::: Exercise inputs :::
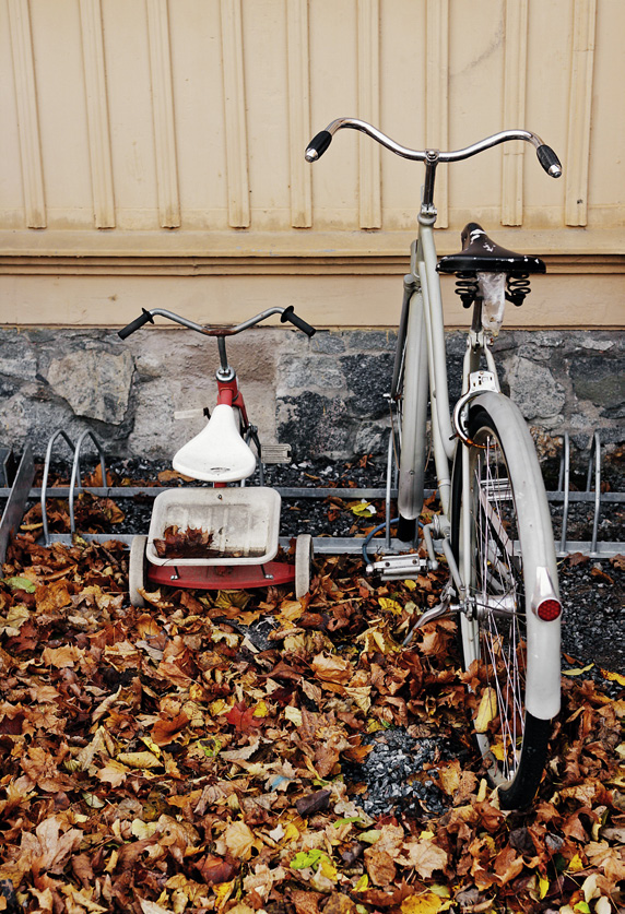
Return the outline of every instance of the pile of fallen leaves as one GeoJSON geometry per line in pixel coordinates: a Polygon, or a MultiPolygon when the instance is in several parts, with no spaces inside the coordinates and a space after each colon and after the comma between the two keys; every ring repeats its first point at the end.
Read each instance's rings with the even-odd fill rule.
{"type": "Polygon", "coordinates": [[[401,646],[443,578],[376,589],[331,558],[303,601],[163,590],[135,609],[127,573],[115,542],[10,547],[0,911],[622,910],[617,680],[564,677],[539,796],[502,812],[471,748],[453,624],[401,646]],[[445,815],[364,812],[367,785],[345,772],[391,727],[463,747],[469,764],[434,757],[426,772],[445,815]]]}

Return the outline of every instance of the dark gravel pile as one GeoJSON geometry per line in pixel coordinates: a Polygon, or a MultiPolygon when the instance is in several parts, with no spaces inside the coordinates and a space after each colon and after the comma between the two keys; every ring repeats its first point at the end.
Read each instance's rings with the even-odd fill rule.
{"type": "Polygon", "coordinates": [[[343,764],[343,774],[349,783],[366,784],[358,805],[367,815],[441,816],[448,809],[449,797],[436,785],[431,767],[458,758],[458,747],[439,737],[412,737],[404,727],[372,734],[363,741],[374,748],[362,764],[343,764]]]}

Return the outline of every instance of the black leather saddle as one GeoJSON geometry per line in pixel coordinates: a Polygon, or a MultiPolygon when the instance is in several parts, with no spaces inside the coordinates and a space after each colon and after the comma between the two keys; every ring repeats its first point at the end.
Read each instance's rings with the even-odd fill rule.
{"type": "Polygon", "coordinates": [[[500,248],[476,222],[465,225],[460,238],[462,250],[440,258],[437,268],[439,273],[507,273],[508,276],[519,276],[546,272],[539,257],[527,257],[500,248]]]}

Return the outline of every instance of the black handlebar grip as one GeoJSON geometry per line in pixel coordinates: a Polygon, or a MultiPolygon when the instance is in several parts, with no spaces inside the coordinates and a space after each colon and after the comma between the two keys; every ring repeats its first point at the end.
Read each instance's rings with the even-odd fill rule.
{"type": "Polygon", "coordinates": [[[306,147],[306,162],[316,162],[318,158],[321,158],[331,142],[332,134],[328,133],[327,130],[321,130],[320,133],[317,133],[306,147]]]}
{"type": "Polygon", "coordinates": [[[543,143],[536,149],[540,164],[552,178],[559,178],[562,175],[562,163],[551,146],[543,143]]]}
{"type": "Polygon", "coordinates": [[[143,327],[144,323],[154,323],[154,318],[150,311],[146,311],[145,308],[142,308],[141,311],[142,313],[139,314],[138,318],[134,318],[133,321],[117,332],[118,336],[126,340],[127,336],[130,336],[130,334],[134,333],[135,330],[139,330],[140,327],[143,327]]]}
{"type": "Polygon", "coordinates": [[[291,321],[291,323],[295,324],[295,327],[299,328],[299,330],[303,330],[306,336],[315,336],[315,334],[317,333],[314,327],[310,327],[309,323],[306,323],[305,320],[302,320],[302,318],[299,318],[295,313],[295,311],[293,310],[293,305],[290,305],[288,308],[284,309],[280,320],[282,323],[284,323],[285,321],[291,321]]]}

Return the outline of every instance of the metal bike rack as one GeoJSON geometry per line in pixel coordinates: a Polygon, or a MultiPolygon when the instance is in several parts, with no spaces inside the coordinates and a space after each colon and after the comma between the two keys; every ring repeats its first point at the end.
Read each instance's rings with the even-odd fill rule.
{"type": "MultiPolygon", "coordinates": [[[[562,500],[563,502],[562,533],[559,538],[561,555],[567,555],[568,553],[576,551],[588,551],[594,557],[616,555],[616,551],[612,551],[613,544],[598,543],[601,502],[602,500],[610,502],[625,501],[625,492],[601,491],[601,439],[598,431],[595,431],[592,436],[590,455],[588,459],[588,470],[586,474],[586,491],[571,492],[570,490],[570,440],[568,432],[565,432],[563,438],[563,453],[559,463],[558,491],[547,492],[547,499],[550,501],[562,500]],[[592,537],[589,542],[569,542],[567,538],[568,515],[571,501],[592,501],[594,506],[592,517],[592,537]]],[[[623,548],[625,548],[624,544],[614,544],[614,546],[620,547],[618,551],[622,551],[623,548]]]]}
:::
Prompt:
Can you write out the rows again, starting at the line that contains "Return the outline of every instance of the metal" and ending at the last row, with the requests included and every pixel coordinate in the outlines increased by 94?

Exercise result:
Return the outline of every instance of the metal bike rack as one GeoJSON geometry per line in pixel coordinates: a Polygon, or a MultiPolygon when the instance is in several parts, with no spaces inside the coordinates and a space after each colon and after the comma between the two keys; every ring repeats its first point at the end.
Read each instance's rings with the even-odd fill rule.
{"type": "MultiPolygon", "coordinates": [[[[656,594],[657,596],[656,627],[653,632],[655,649],[661,649],[662,647],[670,645],[682,645],[688,651],[710,649],[710,645],[706,645],[707,638],[692,637],[695,596],[696,594],[704,596],[719,595],[719,586],[695,585],[695,533],[692,525],[689,525],[686,530],[684,549],[682,553],[682,564],[680,568],[680,585],[665,586],[664,584],[664,534],[662,526],[659,526],[657,532],[657,547],[653,557],[652,585],[641,586],[641,593],[644,595],[656,594]],[[686,631],[683,636],[663,636],[661,632],[662,609],[665,595],[686,595],[688,600],[686,611],[686,631]]],[[[717,642],[719,642],[718,638],[708,638],[708,640],[714,641],[712,645],[716,645],[717,642]]]]}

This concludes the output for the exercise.